Raw records:
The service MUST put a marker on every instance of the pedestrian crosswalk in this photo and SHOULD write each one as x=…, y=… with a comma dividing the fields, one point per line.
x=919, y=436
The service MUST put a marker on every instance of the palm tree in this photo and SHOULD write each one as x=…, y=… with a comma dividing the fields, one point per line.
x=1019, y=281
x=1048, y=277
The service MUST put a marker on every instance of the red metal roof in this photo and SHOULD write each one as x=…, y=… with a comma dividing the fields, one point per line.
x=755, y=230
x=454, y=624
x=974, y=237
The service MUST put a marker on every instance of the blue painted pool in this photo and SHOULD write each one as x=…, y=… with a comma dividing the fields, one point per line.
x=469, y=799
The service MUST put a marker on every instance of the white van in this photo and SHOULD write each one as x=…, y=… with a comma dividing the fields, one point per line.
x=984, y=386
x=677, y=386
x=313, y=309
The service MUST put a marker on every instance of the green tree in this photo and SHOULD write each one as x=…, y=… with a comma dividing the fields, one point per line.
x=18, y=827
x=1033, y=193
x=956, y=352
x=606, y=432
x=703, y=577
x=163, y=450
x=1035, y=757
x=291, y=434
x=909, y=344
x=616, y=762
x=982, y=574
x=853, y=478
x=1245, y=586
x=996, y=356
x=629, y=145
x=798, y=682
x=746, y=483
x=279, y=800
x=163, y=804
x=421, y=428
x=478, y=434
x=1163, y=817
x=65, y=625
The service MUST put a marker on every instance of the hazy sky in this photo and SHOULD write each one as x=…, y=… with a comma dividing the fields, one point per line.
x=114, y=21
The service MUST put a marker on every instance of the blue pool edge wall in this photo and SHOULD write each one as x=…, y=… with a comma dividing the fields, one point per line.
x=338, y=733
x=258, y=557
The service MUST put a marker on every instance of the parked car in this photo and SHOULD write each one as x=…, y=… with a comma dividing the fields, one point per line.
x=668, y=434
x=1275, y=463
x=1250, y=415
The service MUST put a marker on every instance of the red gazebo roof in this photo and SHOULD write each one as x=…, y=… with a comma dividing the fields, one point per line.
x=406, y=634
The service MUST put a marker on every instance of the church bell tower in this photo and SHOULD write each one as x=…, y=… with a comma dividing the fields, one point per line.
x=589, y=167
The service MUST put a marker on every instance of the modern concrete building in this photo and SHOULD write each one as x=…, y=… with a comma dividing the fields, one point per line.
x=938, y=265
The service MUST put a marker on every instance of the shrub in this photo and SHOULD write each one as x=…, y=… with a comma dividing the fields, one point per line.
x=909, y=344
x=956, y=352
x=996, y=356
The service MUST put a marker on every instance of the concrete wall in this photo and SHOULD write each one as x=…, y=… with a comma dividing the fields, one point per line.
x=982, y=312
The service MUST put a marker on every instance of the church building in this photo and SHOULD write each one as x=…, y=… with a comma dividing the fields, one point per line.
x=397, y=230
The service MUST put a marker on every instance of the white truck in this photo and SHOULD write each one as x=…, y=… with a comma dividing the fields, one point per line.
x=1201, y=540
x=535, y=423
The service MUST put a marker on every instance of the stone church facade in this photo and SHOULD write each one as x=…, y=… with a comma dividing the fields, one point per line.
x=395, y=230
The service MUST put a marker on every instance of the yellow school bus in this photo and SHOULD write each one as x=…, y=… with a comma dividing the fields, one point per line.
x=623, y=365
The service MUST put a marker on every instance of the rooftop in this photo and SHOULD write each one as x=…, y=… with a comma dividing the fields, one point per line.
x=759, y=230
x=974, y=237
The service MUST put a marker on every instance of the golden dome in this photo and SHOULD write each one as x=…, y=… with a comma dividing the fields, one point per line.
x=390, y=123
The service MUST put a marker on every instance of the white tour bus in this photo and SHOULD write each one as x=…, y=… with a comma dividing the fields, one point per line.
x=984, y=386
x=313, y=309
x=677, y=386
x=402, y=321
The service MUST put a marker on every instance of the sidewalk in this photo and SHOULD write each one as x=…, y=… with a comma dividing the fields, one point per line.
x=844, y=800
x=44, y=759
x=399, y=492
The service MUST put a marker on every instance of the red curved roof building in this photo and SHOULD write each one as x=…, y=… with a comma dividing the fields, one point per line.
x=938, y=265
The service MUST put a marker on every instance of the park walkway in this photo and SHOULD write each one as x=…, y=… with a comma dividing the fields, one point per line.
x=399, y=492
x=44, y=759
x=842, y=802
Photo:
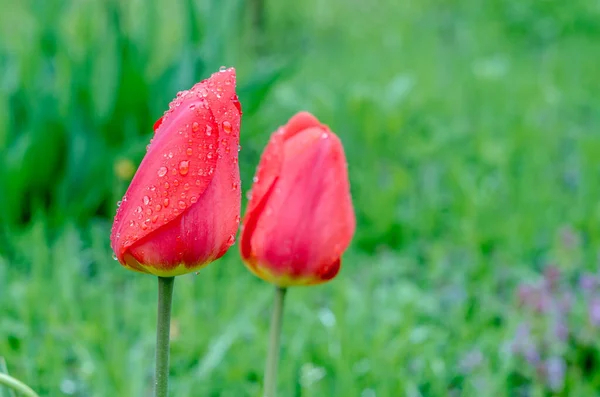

Exercise task =>
Please report every line of the data above that contains the word "wall", copying each such line in full. Case counts.

Response to the exercise =>
The service MUST put a marker on every instance of the blue pool edge wall in this photo and SHOULD write each one as x=…, y=… with a comma dividing the fields, one point per line.
The service MUST put a marker on every instance of the concrete wall in this photo and SHOULD write each one as x=…, y=… with a comma dividing the fields, one point per line.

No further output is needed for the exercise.